Dataset extracts labeled with boxes
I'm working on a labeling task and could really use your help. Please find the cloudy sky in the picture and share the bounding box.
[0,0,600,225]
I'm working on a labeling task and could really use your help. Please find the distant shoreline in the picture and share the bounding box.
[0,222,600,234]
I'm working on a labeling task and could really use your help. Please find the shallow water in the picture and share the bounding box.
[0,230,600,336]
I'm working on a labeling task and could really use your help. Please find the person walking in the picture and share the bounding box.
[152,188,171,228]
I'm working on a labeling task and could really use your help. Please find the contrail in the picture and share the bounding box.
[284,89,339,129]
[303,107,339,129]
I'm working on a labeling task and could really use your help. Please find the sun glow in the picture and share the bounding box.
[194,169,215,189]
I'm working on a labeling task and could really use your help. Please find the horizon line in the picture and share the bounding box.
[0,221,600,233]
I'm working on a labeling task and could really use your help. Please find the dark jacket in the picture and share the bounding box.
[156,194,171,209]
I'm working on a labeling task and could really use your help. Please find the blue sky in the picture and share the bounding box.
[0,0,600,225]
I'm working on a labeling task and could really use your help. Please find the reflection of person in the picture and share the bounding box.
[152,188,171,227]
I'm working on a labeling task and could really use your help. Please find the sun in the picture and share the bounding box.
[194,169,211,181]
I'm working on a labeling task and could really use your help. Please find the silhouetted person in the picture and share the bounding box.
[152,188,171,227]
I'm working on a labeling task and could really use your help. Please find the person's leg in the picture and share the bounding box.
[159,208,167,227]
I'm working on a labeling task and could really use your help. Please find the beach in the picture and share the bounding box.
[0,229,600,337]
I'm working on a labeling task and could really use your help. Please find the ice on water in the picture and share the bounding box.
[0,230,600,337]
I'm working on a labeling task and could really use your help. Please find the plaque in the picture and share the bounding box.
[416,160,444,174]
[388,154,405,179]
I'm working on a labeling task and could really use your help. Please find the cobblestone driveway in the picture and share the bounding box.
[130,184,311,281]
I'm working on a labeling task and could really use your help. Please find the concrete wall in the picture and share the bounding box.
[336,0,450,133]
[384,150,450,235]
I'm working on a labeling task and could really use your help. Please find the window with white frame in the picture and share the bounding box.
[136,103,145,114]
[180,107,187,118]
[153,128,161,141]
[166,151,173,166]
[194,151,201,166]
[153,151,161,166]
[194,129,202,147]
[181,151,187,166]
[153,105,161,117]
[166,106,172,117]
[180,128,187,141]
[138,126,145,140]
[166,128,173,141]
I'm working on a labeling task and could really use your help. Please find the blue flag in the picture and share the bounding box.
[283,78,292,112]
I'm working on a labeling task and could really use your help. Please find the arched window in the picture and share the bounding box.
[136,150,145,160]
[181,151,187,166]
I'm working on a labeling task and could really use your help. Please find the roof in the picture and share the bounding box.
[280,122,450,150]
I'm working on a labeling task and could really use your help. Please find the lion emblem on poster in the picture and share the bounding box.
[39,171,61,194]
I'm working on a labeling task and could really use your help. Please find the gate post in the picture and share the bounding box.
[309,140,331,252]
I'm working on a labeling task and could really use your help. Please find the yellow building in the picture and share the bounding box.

**YOUR GOAL:** Repeat all of the material above word for word.

**ANSWER:**
I'm working on a labeling task and could really use your help. Please find the cloudy sky in the picture and share the bounding box.
[0,0,600,225]
I'm working on a labeling task and could really use your help. Please find the distant shoreline in the picture and share the bounding box.
[0,222,600,234]
I'm working on a labeling task and could really use your help. Please find the shallow water in the picture and share the bounding box.
[0,230,600,336]
I'm working on a labeling task and could really use your help. Please find the person walking in the picture and share the bounding box.
[152,188,171,228]
I'm working on a labeling task and could really use your help. Please find the contrail in the picture and share the bounding box.
[284,89,339,129]
[303,107,339,129]
I'm working on a labeling task and could really use your help. Please find the sun glow in the picture and share the bounding box.
[194,169,215,189]
I'm working on a labeling task and could really use your help. Please find the horizon line in the picture and share the bounding box.
[0,221,600,233]
I'm working on a labeling task and could really use your help. Please find the dark jacket in the picture and share the bounding box.
[156,194,171,209]
I'm working on a labeling task and could really use your help. Please find the blue sky in the picture and share the bounding box.
[0,0,600,225]
I'm working on a labeling task and could really use your help. Please find the reflection of person in the picture and share the bounding box.
[152,188,171,227]
I'm working on a labeling task and could really use your help. Please find the sun in the picture and share the bounding box.
[194,169,211,181]
I'm working on a labeling task and could really use your help. Please find the silhouetted person in the picture and share the bounding box.
[152,188,171,227]
I'm working on a labeling task and could really use your help. Please find the person's leg in the picture and share the bounding box.
[159,208,167,227]
I'm working on a labeling task and could really use your help. Please find the beach in the picture and share the bounding box.
[0,229,600,337]
I'm working on a labeling task and could really use your help. Please find the ice on water in the picture and share the bounding box.
[0,230,600,337]
I'm working on a labeling task and could really use your help. Please find the plaque in the picture and share the bounding box.
[416,160,444,174]
[388,154,405,179]
I'm working on a labeling task and could really use your help. Please find the cobblestone driveway in the picture and share the bounding box.
[130,184,311,281]
I'm working on a labeling task and could really use your help. Please find the concrete wall in the picture and share the bounding box.
[336,0,450,133]
[384,150,450,235]
I'm working on a labeling task and could really use your help. Please find the window with white frame in the picture and share the bounding box.
[136,103,145,114]
[180,107,187,118]
[153,128,161,141]
[166,151,173,166]
[194,151,201,166]
[153,151,161,166]
[194,129,202,147]
[181,151,187,166]
[153,105,161,117]
[166,106,172,117]
[180,128,187,141]
[138,126,145,140]
[166,128,173,141]
I'm working on a labeling task and could really use your help. Please find the blue flag in the picture and share the bounding box.
[283,78,292,112]
I'm working on a labeling task and could really use your help. Please find the arched window in the picture and share the bounding box.
[136,150,145,160]
[181,151,187,166]
I'm working on a labeling task and could really use your help. Please find the roof in the picture and share the bounding box.
[280,122,450,150]
I'm working on a labeling task and could really use your help. Please find the lion emblem on poster in the picture and share the bounding box.
[39,171,61,194]
I'm working on a labeling task and could really use your help. Please find the gate post in the picture and share the bounding box.
[309,140,331,252]
I'm working on a labeling task and could really use your help. Please find the yellow building in the picture and share the bounding box.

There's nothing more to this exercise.